╭─ Passage to read

ELA 10: May 9-13
We will start the week with our final literary analysis annotation assessment. Students did lots and lots of practice in the past two weeks with many different types of texts. We’ve practiced identifying and analyzing instances where an author uses character development, point of view, parallel structure, and manipulation of time to help us better understand the story. On Monday, students will read a new short story independently and annotate to show their understanding of those four elements of an author’s style. This will be a graded assessment and should be in MiStar by the end of the week.
On Tuesday, we will get back to our study of rhetoric and the different tools writers use to persuade their audiences. Last week we studied one op-ed in depth; this week we will look at a number of different op-eds and identify the different strategies the writers use. With each piece we read, we’ll look for logos (appeals to logic), pathos (appeals to emotion), and ethos (appeals to credibility). The goal is for students to recognize the different ways a writer is attempting to persuade, evaluate how effective those tools are, and then decide how persuaded they are by the claims made in the piece. There isn’t a “correct” opinion for the students to have about the pieces we read; rather, I want them to be able to justify whatever opinion they have. I’m looking forward to some great discussions about the pieces we read this week!

╰─

* _Task prompt_:
Reproduce everything in the weekly class update from "ELA 10: May" down to "of the week.", with no changes. The rows that follow are unrelated to the weekly class update.

╭─ Data records

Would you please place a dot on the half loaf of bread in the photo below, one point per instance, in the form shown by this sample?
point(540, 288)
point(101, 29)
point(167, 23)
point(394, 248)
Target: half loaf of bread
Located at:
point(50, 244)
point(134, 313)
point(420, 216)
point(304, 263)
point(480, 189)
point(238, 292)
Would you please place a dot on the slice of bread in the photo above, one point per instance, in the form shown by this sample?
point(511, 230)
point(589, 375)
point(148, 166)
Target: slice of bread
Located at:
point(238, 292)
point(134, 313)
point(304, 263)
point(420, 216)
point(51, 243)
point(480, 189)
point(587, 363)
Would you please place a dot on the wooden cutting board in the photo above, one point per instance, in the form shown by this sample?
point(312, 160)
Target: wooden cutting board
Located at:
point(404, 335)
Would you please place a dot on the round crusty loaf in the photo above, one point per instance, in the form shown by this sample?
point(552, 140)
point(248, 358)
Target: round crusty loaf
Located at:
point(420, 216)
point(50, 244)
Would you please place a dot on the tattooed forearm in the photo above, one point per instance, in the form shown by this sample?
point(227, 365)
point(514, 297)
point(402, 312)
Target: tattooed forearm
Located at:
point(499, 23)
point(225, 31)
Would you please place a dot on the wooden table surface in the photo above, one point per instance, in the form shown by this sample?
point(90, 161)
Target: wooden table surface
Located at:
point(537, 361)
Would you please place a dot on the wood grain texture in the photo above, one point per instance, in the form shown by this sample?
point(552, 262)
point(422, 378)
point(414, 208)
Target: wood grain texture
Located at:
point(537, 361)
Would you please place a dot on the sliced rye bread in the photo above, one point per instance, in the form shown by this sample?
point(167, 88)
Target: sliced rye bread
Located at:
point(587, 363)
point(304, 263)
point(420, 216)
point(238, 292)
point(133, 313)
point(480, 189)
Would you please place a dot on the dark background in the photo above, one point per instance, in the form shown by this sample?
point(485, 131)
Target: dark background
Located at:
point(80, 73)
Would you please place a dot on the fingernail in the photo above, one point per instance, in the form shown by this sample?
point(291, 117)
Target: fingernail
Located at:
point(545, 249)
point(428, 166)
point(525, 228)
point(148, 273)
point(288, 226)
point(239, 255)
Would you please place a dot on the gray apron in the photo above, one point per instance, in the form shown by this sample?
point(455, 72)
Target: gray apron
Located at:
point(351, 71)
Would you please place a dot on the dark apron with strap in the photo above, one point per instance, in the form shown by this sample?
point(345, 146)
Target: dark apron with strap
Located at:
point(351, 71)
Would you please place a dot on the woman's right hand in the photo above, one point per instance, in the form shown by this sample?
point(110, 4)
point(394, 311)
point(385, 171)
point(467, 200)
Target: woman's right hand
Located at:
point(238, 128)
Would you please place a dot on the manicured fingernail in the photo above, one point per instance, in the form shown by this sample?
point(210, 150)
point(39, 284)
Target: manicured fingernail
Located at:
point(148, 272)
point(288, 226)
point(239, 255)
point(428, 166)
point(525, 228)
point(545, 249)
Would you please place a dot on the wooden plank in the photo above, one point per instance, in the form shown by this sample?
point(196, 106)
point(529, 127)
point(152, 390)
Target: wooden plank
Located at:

╰─

* _Exercise output_:
ELA 10: May 9-13
We will start the week with our final literary analysis annotation assessment. Students did lots and lots of practice in the past two weeks with many different types of texts. We’ve practiced identifying and analyzing instances where an author uses character development, point of view, parallel structure, and manipulation of time to help us better understand the story. On Monday, students will read a new short story independently and annotate to show their understanding of those four elements of an author’s style. This will be a graded assessment and should be in MiStar by the end of the week.